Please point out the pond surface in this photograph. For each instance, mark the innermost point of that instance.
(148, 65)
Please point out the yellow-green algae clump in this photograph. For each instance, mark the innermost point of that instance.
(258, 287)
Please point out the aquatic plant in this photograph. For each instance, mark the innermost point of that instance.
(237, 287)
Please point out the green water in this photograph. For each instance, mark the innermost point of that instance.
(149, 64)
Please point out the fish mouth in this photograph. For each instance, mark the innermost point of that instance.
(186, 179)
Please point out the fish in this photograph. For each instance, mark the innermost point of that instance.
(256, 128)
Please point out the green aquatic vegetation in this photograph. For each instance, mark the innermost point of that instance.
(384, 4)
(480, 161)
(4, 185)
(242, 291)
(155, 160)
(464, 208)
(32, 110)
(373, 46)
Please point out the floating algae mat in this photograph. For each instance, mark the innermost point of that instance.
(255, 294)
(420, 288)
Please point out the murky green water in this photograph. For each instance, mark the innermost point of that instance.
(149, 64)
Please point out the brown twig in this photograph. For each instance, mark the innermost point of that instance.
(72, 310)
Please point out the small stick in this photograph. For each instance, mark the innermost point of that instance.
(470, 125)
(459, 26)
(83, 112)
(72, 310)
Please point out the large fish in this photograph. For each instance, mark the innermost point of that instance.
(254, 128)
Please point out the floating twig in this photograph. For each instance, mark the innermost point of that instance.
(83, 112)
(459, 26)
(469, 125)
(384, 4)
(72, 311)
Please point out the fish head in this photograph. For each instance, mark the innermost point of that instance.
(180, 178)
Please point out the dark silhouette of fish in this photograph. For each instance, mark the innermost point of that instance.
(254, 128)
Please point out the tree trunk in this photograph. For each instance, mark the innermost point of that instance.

====================

● **What the task requires**: Only the lines from the one containing "Please point out the dark" through the end of the data above are wanted, both ends included; restate them word for word.

● **Answer for this exercise**:
Please point out the dark silhouette of fish in this photograph. For each instance, mark the innermost point of that instance.
(254, 128)
Please point out the tree trunk in this photograph. For each instance, mark the innermost point of that instance.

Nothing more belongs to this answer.